» **A block of data**
"""
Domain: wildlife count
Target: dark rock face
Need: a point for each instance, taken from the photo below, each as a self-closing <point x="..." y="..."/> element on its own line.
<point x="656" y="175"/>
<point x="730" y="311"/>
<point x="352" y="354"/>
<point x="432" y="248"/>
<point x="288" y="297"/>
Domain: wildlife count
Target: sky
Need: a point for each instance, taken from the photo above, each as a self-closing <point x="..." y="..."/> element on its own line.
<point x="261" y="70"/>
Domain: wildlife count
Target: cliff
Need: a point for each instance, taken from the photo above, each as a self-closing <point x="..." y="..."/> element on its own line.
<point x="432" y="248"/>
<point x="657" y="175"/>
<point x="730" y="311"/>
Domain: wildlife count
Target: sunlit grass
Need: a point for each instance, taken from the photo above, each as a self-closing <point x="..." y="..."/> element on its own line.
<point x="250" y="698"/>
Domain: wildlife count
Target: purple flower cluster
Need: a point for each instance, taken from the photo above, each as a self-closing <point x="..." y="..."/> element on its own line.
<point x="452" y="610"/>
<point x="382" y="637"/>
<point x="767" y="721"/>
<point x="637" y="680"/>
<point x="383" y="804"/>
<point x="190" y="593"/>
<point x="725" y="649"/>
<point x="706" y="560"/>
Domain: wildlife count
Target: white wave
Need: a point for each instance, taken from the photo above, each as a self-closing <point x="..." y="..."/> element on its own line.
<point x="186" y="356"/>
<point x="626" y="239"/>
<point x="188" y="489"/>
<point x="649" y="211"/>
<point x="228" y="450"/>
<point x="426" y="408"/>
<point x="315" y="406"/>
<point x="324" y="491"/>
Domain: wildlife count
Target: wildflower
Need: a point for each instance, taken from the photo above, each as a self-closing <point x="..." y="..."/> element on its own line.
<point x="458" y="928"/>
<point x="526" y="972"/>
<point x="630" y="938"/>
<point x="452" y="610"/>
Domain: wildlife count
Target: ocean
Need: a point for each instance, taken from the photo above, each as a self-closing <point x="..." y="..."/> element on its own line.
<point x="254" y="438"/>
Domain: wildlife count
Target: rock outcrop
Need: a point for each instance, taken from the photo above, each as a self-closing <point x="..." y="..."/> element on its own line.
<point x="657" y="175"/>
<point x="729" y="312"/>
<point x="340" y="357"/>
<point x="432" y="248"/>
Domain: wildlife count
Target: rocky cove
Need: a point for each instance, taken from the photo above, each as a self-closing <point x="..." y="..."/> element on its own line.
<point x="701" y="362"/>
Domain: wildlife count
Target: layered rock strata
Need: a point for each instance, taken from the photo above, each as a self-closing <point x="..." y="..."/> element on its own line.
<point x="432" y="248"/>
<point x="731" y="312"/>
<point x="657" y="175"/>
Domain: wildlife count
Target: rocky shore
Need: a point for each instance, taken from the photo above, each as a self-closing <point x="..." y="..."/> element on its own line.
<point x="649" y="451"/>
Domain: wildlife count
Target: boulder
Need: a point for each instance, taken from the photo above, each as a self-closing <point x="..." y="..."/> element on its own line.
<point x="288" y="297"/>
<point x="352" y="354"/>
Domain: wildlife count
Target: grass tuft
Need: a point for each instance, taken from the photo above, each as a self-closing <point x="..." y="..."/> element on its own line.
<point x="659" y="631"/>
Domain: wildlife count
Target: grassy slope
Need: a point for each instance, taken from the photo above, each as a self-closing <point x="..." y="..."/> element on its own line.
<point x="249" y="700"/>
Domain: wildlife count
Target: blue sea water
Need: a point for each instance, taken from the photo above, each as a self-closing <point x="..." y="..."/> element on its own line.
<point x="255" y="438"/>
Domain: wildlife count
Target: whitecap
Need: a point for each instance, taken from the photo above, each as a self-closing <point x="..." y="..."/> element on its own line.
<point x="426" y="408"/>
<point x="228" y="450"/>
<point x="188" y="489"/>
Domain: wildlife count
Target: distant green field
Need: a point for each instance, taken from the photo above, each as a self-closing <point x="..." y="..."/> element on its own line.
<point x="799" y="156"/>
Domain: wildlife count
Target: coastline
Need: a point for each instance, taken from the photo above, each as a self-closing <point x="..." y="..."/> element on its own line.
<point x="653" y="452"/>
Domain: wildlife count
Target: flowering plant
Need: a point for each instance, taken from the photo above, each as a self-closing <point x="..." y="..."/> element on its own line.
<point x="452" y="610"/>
"""
Return every line of the material above that contains the string "rocky". Letter case matters.

Target: rocky cove
Target: rocky shore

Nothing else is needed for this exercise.